» **Exercise objective**: What you hand back must match the records word for word, with no pictures.

━━━ Supplied records ━━━

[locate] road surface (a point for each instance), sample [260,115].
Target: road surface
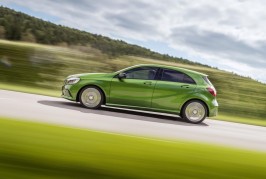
[62,112]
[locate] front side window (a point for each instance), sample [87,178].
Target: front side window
[145,73]
[175,76]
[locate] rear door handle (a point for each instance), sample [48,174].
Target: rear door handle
[147,83]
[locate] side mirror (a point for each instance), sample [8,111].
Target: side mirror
[122,75]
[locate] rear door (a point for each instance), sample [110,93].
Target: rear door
[172,89]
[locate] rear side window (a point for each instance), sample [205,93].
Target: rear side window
[145,73]
[207,80]
[176,76]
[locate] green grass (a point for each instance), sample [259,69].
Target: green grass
[33,150]
[32,90]
[41,69]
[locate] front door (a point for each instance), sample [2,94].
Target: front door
[135,89]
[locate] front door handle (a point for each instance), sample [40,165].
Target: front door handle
[147,83]
[185,86]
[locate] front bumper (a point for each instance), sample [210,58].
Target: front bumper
[68,93]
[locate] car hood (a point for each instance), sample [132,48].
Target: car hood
[89,75]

━━━

» **Output below**:
[locate] road surface (a point for each instance), sample [260,115].
Target: road surface
[62,112]
[locate] front side window (a point for each instance), sample [87,178].
Target: front side window
[145,73]
[175,76]
[locate] rear door handle (a point for each instance), sample [48,174].
Target: rear door handle
[147,83]
[locate] side mirror (a point for each instance), sample [8,111].
Target: side mirror
[122,75]
[locate] rear door (a point for each instance), sample [110,93].
Target: rear door
[172,89]
[locate] rear side window (a point for each instance), sample [205,93].
Target: rear side window
[145,73]
[207,80]
[176,76]
[locate] green grass (a point for each instance), sample [259,69].
Target: green grass
[33,150]
[32,90]
[41,69]
[locate] front door (a point for each instance), sample [2,94].
Target: front door
[135,89]
[locate] front door handle (a point for each instance), sample [40,165].
Target: front door handle
[147,83]
[185,86]
[locate] front bumper (a point for each instance), sample [210,58].
Target: front bumper
[68,93]
[locate] car hood (a point for each instance), sample [132,48].
Target: car hood
[89,75]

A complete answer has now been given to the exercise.